*** DOCUMENT TEXT ***

The coworker adds that they learned more about wine under Colbert’s tutelage than in any other similar position in the hospitality industry and attributes any issues with Colbert to “personality differences.”

Colbert was making a name for herself at José Andrés’ Michelin-starred minibar when she says A Rake’s Progress’ original wine director recruited her to join the wine team as a floor sommelier. Colbert was responsible for interacting with guests in the dining room, but not in charge of managing a team or making purchases. 

“Most floor [sommeliers] make an hourly rate, plus a portion of wine sales, because the business wants to create incentives to sell more expensive wines,” Colbert says. She says A Rake’s Progress explained that her role would not involve managing other employees and would be limited to no more than 40 hours per week. 

Within six months of joining the team, Colbert’s duties expanded. “I was in charge of up to two team members and always worked over 40 hours per week,” Colbert says. “Some weeks, I was clocked in for 90 hours.” Despite this shift in responsibility, Colbert says she never received a raise in the two and a half years she worked at the restaurant, despite asking for one several times. 

Colbert says that, when she was recruited, she was told the restaurant would be open within six weeks. It ended up not opening for an additional 10 months. During these 10 months, Colbert says she made $15 an hour for a maximum of 25 hours per week, despite working well beyond that. This was a steep drop from the $60,000 she says she was making at minibar. Still, Colbert made do because she says she saw the job as a chance to helm a large, niche biodynamic and organic wine list. 

“My commission started at 10 percent of wine sales, with the understanding that the staff would be fully trained, and ended with me receiving 2.5 percent of wine sales,” Colbert says. She attributes the reason for this drop to a lack of training for her team. Whenever she tried to schedule a training, Colbert says Stana, Ragan, and Dugdale would cancel it for various reasons, like a lack of available time.

*** End of DOCUMENT TEXT ***

▶ _EXERCISE TASKS_
1. According to the text about Colbert's job at A Rake's Progress, what hourly rate did she make during the 10 months before the restaurant opened?
2. Carry on the text about Colbert's job at A Rake's Progress, picking up right after its last sentence.
You won't need the material.

*** DATA ***

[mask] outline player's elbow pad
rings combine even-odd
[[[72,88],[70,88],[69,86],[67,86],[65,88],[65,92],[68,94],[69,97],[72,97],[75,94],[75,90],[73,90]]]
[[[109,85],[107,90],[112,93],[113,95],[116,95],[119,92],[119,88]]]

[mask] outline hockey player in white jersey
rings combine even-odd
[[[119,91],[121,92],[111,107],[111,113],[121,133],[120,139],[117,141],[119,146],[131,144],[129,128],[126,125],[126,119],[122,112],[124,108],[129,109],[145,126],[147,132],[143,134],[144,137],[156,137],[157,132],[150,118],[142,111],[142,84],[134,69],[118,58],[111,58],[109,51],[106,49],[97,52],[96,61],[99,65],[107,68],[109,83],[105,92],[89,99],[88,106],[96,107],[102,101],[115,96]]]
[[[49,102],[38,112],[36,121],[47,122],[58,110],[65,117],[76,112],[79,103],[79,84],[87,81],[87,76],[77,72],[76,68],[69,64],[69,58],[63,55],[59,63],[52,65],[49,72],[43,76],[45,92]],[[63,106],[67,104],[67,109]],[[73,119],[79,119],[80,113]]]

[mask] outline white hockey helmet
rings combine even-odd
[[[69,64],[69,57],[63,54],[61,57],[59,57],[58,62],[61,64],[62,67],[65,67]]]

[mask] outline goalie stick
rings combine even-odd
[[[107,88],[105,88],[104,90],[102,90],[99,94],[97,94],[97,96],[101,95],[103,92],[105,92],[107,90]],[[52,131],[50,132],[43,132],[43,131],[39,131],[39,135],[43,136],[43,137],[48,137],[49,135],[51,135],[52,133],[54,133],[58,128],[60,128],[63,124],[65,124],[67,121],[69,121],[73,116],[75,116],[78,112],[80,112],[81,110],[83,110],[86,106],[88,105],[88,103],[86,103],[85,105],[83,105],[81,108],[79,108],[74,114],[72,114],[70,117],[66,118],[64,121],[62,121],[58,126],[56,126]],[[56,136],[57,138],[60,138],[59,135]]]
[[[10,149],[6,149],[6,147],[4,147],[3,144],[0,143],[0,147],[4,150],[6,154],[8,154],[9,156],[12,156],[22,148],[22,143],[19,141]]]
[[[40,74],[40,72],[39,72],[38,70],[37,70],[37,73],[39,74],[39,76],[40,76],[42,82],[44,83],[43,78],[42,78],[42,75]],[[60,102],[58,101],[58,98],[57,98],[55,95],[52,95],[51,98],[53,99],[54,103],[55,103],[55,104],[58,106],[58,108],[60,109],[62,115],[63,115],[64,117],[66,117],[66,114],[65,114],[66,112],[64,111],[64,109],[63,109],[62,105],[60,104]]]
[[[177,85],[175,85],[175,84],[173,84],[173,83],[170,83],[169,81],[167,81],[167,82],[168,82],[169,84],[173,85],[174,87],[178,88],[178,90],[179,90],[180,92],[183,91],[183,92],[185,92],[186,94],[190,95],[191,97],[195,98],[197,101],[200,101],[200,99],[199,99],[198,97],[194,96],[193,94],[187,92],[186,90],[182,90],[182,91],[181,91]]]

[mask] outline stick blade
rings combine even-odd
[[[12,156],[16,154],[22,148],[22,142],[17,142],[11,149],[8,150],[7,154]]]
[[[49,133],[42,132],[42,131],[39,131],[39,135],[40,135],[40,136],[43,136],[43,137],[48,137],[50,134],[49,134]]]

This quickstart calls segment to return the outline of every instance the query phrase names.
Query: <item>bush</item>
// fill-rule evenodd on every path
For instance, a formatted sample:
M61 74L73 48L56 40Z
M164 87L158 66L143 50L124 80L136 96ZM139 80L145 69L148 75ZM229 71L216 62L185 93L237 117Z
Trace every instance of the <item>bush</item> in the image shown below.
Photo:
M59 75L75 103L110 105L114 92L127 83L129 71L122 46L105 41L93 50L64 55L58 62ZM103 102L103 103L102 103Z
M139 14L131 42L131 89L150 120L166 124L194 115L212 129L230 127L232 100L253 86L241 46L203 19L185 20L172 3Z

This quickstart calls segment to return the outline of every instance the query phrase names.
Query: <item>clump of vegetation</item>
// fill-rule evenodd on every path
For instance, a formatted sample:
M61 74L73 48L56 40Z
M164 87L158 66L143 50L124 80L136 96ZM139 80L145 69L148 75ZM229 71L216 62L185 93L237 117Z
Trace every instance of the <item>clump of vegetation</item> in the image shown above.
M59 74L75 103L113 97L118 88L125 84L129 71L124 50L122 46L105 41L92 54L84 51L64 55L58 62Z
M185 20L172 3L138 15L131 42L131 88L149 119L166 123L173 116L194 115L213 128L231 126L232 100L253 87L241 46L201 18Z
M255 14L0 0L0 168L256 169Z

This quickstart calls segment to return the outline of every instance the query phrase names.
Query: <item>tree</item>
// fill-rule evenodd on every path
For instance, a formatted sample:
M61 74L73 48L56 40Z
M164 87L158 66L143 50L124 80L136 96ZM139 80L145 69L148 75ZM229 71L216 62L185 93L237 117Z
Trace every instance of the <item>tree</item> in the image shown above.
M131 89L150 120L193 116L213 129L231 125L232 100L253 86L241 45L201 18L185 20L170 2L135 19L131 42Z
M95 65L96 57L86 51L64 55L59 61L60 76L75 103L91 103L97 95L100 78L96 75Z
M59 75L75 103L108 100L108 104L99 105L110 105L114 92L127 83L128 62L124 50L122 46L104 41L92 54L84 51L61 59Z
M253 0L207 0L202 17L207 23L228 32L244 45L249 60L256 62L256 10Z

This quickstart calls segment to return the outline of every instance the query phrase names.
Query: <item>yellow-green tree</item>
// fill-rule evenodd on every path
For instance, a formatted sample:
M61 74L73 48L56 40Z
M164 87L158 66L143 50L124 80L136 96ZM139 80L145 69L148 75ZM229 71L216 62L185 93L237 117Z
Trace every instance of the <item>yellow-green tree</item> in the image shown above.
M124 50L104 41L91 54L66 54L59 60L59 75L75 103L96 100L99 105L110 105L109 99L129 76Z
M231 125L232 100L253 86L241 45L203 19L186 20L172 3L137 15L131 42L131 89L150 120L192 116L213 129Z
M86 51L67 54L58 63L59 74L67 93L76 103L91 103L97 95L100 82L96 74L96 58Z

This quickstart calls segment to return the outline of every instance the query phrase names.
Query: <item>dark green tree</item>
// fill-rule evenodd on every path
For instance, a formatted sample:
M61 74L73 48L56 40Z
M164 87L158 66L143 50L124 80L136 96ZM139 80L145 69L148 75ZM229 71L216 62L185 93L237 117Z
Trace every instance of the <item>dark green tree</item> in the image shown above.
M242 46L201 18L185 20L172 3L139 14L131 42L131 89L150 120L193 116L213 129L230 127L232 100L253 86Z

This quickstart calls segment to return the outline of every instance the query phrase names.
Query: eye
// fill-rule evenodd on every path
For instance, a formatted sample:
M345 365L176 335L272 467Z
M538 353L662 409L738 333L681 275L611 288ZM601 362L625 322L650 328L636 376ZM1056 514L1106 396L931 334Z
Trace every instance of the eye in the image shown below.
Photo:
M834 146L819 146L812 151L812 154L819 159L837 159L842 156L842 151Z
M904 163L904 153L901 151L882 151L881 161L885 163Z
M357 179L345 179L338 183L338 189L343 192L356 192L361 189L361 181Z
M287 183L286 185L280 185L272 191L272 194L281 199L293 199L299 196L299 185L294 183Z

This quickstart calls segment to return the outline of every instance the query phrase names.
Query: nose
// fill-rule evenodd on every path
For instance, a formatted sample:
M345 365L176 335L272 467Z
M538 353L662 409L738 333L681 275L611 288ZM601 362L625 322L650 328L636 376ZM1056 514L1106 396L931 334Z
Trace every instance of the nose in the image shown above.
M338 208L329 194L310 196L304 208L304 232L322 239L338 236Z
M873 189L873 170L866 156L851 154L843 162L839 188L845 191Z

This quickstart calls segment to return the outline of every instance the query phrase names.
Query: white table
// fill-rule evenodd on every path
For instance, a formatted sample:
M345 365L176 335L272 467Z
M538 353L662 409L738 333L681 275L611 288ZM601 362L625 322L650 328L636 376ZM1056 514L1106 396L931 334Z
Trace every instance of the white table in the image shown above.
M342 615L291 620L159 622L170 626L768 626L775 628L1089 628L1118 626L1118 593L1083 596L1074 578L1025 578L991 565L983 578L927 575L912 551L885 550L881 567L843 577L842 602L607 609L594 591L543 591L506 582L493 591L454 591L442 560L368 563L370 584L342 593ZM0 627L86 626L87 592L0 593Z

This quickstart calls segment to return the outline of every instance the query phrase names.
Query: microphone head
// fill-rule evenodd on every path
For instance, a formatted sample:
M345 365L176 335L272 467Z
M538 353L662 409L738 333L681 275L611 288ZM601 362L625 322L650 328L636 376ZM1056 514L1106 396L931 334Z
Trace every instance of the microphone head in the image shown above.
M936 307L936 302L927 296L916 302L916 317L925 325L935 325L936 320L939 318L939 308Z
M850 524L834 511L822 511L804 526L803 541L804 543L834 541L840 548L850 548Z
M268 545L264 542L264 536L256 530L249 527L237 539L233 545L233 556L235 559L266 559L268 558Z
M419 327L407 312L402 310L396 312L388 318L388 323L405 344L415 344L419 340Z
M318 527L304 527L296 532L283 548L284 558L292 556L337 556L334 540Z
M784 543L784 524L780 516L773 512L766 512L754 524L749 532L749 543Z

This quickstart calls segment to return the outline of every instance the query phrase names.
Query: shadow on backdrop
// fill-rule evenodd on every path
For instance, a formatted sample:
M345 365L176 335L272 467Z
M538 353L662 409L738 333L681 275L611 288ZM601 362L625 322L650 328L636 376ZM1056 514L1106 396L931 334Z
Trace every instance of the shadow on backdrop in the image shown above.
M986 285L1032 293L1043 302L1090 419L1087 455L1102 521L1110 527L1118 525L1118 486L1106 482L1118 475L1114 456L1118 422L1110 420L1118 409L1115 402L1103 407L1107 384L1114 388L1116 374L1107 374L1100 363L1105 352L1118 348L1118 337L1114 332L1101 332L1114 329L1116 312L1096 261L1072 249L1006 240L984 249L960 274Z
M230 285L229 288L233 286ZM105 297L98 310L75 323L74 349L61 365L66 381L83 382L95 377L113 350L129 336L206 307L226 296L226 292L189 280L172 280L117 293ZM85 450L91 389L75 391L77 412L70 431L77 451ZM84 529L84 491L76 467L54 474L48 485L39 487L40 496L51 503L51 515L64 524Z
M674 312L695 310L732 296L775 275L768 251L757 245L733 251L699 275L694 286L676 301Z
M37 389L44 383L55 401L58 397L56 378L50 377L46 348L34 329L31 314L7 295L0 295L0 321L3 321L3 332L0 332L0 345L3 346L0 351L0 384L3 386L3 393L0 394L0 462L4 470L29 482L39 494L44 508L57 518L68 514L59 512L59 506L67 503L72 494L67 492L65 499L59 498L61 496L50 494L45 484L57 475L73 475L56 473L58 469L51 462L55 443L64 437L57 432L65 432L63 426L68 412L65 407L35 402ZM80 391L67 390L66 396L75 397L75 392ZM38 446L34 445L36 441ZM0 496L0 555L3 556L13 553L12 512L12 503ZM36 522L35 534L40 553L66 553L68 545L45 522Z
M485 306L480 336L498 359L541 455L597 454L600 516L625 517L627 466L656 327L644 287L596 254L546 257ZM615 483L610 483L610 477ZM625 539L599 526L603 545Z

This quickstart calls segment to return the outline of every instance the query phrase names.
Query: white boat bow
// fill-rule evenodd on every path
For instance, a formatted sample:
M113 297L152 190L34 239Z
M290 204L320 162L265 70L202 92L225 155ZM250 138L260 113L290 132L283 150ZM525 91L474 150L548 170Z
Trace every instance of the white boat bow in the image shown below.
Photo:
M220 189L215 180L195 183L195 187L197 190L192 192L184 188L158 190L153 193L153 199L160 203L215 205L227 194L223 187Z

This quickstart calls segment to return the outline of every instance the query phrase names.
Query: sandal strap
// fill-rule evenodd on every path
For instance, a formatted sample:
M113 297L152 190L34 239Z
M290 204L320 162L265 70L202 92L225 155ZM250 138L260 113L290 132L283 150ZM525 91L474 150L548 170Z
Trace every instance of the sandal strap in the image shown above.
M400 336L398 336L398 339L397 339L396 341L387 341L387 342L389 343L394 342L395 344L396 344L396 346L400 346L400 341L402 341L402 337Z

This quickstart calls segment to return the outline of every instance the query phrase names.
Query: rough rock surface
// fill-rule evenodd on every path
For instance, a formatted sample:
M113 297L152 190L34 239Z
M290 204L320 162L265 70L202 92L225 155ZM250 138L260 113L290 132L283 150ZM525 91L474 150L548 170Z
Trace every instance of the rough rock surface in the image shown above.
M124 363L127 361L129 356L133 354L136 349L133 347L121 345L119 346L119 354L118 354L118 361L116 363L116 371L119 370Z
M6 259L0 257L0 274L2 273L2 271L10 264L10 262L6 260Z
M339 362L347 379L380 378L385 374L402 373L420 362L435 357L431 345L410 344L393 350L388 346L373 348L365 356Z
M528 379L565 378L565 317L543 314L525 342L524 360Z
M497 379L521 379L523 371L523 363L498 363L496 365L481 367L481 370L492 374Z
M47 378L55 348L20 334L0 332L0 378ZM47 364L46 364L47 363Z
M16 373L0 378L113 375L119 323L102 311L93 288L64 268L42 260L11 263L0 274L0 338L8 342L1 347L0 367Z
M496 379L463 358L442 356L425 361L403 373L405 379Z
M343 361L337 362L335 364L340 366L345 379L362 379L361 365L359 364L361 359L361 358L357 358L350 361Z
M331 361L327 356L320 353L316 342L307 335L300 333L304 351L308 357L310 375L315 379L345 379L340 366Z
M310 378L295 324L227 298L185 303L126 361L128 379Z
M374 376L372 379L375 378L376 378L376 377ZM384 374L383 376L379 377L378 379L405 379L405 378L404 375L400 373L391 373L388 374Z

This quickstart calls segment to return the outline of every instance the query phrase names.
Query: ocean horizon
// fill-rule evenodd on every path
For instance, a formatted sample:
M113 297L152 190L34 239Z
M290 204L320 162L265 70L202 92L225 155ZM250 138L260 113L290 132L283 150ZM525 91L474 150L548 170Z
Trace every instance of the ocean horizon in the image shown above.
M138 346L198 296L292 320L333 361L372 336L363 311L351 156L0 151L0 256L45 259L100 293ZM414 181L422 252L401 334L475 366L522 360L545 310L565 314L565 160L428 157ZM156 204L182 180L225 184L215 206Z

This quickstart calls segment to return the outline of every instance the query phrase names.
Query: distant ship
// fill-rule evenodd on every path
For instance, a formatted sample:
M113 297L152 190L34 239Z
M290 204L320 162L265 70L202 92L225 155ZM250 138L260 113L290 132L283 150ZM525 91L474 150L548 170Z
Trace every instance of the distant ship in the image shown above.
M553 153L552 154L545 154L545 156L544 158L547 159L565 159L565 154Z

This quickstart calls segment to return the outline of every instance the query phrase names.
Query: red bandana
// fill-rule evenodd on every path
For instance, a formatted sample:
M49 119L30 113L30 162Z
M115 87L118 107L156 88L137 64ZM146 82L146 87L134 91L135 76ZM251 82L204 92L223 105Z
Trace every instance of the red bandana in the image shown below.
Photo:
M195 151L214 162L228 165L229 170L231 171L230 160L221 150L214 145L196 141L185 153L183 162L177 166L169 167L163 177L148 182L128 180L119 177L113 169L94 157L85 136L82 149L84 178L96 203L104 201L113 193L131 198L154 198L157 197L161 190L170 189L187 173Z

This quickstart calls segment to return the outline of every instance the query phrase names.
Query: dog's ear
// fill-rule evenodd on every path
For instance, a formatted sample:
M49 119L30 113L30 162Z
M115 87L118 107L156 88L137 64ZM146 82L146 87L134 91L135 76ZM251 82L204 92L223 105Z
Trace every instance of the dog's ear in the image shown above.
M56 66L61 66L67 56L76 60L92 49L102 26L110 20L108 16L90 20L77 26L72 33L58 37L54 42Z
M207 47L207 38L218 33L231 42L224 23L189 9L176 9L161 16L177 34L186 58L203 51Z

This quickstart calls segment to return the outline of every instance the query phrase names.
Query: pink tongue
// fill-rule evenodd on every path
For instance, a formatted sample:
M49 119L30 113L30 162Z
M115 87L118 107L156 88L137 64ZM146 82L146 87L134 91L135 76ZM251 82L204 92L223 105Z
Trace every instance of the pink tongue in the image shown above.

*** End of DATA ***

▶ _ANSWERS TO THE EXERCISES_
1. $15 an hour.

2.
When A Rake’s Progress first opened, Colbert says she was making anywhere from $3,500 to $4,000 per month, including commission. When she left, she was making around $2,800 per month, including commision.

Colbert says when she put in her notice, the general manager of The LINE Hotel at the time, Crawford Sherman, offered to write her a letter of recommendation. Sherman and the HR department of The LINE Hotel were aware of Colbert’s issues with A Rake’s Progress but, according to Colbert, chose not to intervene. Sherman did not respond to requests for comment. 

A Rake’s Progress formally vacated The LINE Hotel in June of 2020, a few weeks after a Minneapolis police officer killed George Floyd. When the outrage over Floyd’s killing led to public uprisings, Foodshed sent out an email to current employees on behalf of Gjerde and Polyoka, which City Paper obtained.

“Here in Baltimore, we are taking the week to examine our lives and our engagement in a system that oppresses and harms so many,” it reads. “We don’t have the same presence in D.C., but we will be using what resources we have to support the Black Lives Matter DC chapter and the NAACP Legal Defense Fund.” Gjerde confirms in an email that the restaurant group made $1,000 donations to the NAACP Legal Defense Fund and Black Lives Matter DC, and distributed personal protective equipment and water around Baltimore. 

Another employee who worked at A Rake’s Progress prior to its closure and asked to remain anonymous says, “The team at A Rake’s Progress was already engaged in an internal strategy to recognize and approach some of these very important topics before the broad stream awareness and uprising began nationally this spring.”

Past employees who quit or were fired feel differently, including Davis. “A lot of organizations pay lip service to the idea of diversity, but when it comes to actually showing up, they don’t,” he says. “We are not unique in this suffering,” Colbert says. “Spike, Corey, Hannah, Ashley, and Andrew get to continue on with their good reputations while people that they mistreated [or] fired have a stain on their record.”

This story has been updated to reflect that Max Davis advanced from bartender to bar manager, not bar manager to beverage director.